■ **INSTRUCTIONS FOR THE TASK**:
Lay out the lines as a numbered list, beginning at the line that contains "of the sofa" and stopping after the last line of the entries below. Leave out any blank lines.

■ **MATERIAL**:

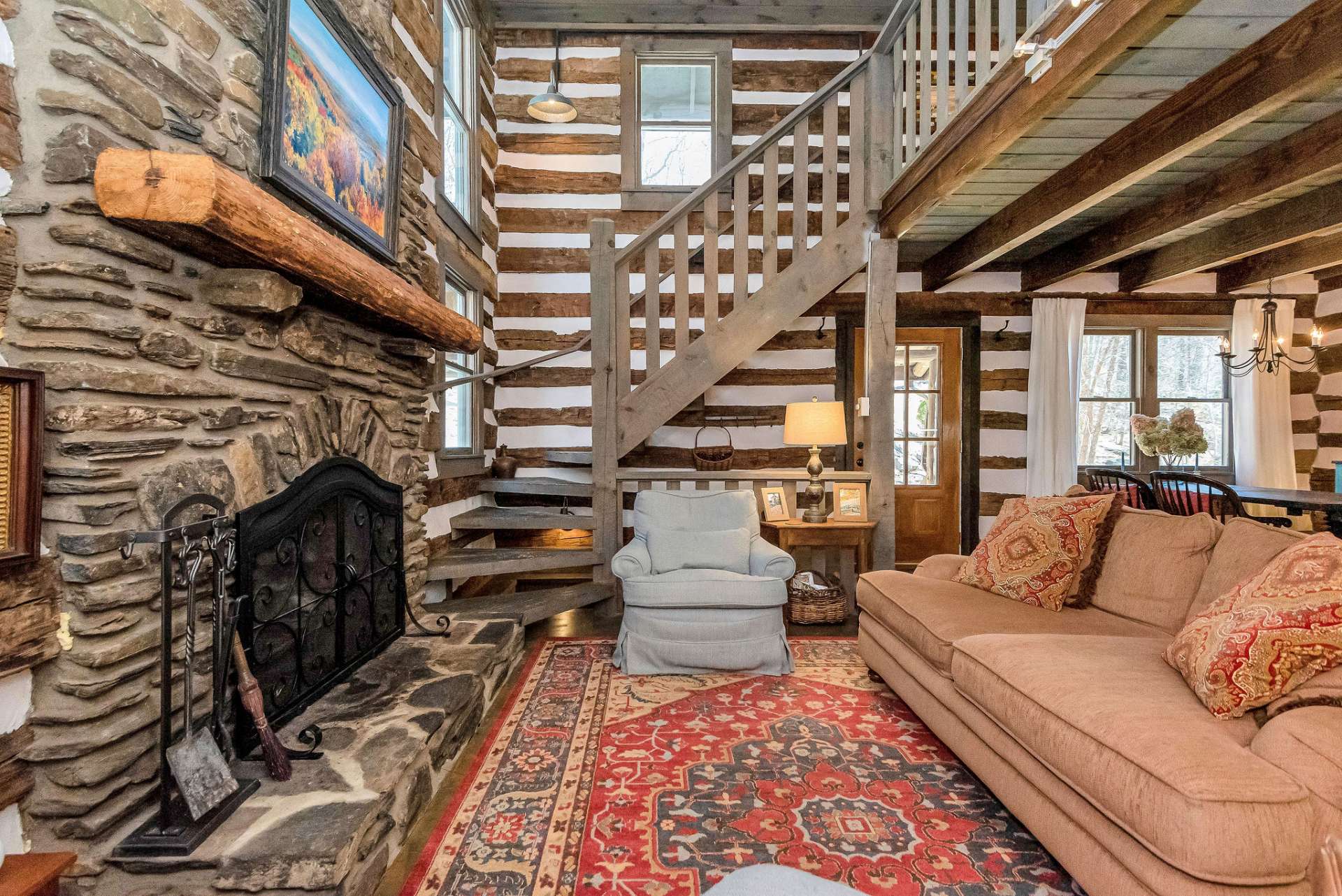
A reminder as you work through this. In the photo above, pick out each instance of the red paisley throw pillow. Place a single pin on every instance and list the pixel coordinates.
(1039, 549)
(1267, 635)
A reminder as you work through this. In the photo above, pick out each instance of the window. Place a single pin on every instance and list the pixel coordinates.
(459, 405)
(1156, 369)
(917, 414)
(678, 97)
(458, 200)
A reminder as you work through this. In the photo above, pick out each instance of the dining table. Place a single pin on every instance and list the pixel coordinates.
(1298, 500)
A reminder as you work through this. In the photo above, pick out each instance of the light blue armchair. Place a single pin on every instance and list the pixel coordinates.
(702, 591)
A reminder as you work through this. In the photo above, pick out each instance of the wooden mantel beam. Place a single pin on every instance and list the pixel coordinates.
(1314, 214)
(185, 198)
(1286, 64)
(1308, 156)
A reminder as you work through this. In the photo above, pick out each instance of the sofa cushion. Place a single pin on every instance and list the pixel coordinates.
(672, 549)
(930, 614)
(693, 588)
(1039, 549)
(1244, 547)
(1113, 721)
(1270, 633)
(1156, 593)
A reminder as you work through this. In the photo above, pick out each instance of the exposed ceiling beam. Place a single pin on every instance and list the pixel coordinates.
(1311, 154)
(1011, 103)
(1314, 214)
(1290, 61)
(1289, 261)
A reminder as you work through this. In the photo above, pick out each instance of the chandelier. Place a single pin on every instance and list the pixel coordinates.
(1270, 352)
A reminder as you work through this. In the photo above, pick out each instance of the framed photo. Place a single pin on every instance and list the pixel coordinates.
(774, 505)
(333, 127)
(851, 502)
(20, 465)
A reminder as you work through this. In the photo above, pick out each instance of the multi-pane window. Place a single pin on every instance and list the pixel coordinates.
(458, 405)
(917, 392)
(675, 121)
(456, 90)
(1155, 370)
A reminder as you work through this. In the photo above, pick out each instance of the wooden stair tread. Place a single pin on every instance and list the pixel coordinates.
(575, 458)
(537, 486)
(526, 607)
(463, 563)
(520, 518)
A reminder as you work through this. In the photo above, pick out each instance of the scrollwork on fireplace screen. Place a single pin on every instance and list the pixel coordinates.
(322, 570)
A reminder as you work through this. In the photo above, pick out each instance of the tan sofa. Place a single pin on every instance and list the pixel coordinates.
(1079, 726)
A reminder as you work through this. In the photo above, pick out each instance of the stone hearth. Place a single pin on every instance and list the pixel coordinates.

■ **ANSWER**:
1. A reminder as you work through this. In the photo above, pick out each instance of the sofa cushion. Place a single pin on every instance and list the pixel coordinates.
2. (672, 549)
3. (930, 614)
4. (693, 588)
5. (1039, 549)
6. (1244, 547)
7. (1113, 721)
8. (1270, 633)
9. (1156, 593)
10. A reminder as you work through this. In the photo above, pick out each instance of the exposed ceiling beam. Place a single pin on every instance and list the pixel coordinates.
11. (1311, 154)
12. (1011, 103)
13. (1314, 214)
14. (1290, 61)
15. (1289, 261)
16. A reminder as you work through this. In the photo above, pick out each instance of the chandelier. Place a single pin on every instance and list the pixel coordinates.
17. (1270, 352)
18. A reminder as you work through this. In the photo above, pick out each instance of the framed photo. Place a single pin on every instance and list the pixel coordinates.
19. (774, 505)
20. (333, 127)
21. (851, 502)
22. (20, 465)
23. A reminder as you work through this. In the photo above, pick out each instance of the multi-pane window. Place a single pin on every instance and list the pixel coordinates.
24. (458, 405)
25. (917, 392)
26. (675, 121)
27. (456, 90)
28. (1155, 370)
29. A reminder as you work through this. In the photo above, pick out each instance of the wooden stair tread. Place a single pin on every instance and list the pixel coordinates.
30. (575, 458)
31. (537, 486)
32. (526, 607)
33. (463, 563)
34. (520, 518)
35. A reminder as you work through this. In the photo above, pick out each instance of the scrollwork on fireplace screen. Place a single pin on every instance and list the pixel coordinates.
36. (322, 570)
37. A reminder as you work through this. In the photo above, pick out each instance of the tan sofa. Place a single pin on every instance and list the pixel coordinates.
38. (1079, 726)
39. A reminder as you work through this. In the photo above, pick out each instance of the stone hearth. Place a single pin on every instance and list the pixel coordinates.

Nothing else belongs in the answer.